§ Work required:
Below are the records. How many of their lines contain "instance"? Give only the number.
--
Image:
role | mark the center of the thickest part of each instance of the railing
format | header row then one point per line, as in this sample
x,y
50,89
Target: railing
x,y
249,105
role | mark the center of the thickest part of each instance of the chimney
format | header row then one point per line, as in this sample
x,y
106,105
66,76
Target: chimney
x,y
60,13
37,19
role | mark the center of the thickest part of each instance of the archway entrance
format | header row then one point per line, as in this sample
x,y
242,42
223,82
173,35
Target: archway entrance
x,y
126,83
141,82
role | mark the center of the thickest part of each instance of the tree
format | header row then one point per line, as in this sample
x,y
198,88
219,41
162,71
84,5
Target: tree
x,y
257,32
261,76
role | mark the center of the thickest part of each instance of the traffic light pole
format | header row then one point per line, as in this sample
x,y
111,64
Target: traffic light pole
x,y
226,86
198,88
--
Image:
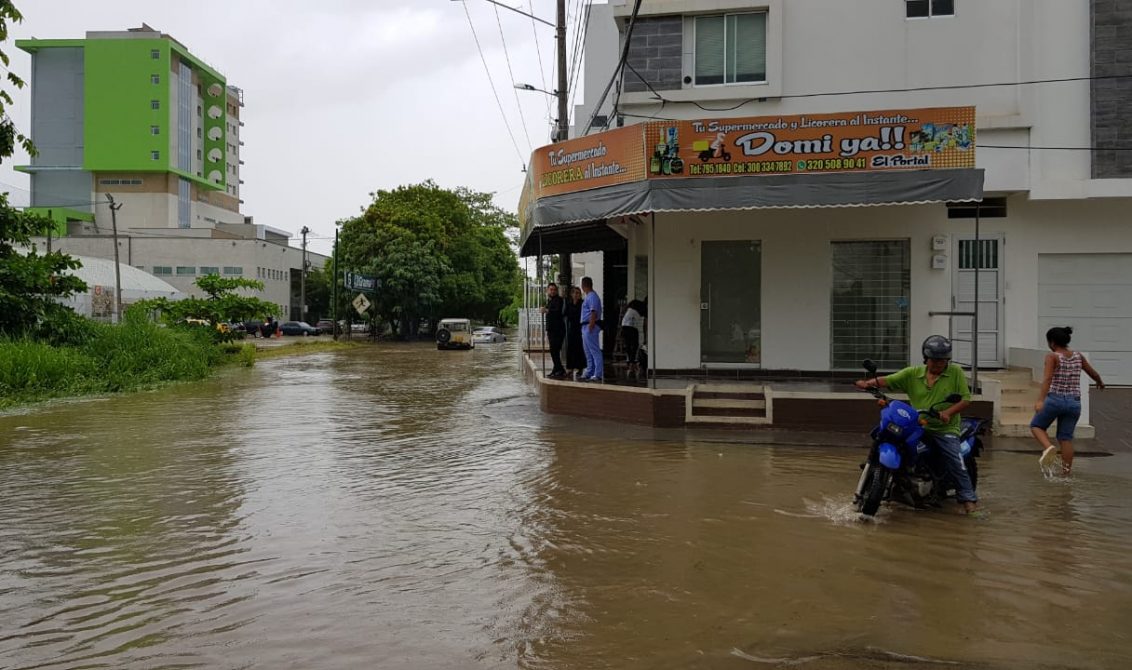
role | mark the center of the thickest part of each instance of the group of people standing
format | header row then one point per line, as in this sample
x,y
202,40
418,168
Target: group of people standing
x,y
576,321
--
§ Response to this task:
6